GIVEN TASK: Each line that follows should be printed again exactly as it stands.

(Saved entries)
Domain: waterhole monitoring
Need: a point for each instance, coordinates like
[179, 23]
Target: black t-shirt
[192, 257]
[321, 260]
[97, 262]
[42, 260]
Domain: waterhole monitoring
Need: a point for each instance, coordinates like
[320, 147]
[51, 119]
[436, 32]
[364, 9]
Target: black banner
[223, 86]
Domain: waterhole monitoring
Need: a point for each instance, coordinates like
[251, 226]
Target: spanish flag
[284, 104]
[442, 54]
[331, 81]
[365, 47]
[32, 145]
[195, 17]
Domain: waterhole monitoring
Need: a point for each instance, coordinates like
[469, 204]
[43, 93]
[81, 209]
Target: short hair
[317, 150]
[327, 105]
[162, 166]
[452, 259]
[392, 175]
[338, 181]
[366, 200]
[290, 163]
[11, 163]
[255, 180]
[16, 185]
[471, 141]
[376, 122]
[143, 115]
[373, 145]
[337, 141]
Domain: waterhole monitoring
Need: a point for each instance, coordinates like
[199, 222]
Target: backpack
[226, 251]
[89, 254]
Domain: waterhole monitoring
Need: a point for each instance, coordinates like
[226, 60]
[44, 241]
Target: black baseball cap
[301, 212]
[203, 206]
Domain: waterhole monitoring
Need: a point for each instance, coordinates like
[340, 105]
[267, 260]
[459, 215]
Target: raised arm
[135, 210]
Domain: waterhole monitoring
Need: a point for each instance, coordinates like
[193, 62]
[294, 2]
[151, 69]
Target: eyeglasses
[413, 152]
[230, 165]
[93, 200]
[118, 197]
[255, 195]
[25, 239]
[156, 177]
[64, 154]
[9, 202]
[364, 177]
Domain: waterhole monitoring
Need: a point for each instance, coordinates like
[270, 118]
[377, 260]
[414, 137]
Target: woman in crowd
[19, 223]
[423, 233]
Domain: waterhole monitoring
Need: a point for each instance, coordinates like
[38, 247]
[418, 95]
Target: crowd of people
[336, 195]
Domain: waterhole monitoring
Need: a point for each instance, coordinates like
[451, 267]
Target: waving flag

FINAL RESULT:
Domain: waterhole monitoring
Need: a point for each instance, coordinates like
[179, 23]
Target: black t-shirt
[192, 257]
[321, 260]
[97, 262]
[42, 260]
Domain: waterhole monitoring
Need: a point for each instance, coordinates like
[320, 147]
[51, 119]
[436, 32]
[364, 9]
Target: black banner
[223, 86]
Domain: waterhole monitoring
Need: a point for each instance, coordinates like
[251, 226]
Target: spanish flag
[284, 104]
[442, 54]
[331, 81]
[365, 47]
[32, 145]
[195, 17]
Domain: waterhole monitoring
Need: a point for each instance, coordinates like
[469, 204]
[43, 93]
[81, 209]
Target: short hair
[317, 150]
[327, 105]
[162, 166]
[452, 259]
[392, 175]
[338, 181]
[366, 200]
[290, 163]
[11, 163]
[255, 180]
[16, 185]
[471, 141]
[376, 122]
[143, 115]
[373, 145]
[337, 141]
Domain: waterhole monitoring
Need: a point for each instance, coordinates like
[199, 222]
Target: backpack
[226, 251]
[89, 254]
Domain: waterhole monitoring
Need: a point for each instance, coordinates like
[226, 60]
[44, 241]
Target: black baseball cap
[301, 212]
[203, 206]
Domain: waterhole monitoring
Need: a point for each instance, coordinates like
[340, 105]
[267, 260]
[459, 215]
Target: raised arm
[135, 210]
Domain: waterhole monitoring
Need: a point for each instance, coordinates like
[193, 62]
[294, 2]
[151, 69]
Target: eyeglasses
[413, 152]
[230, 165]
[93, 200]
[118, 197]
[255, 195]
[25, 239]
[156, 177]
[64, 154]
[9, 202]
[364, 177]
Domain: waterhole monitoring
Need: a point for each instance, coordinates like
[270, 118]
[377, 260]
[414, 137]
Target: woman in crowd
[19, 223]
[423, 233]
Domain: waterhole monitoring
Need: a point for each instance, coordinates like
[38, 247]
[418, 95]
Target: crowd of people
[336, 195]
Domain: waterhole monitoring
Need: a point for each instance, coordinates like
[451, 267]
Target: waving flag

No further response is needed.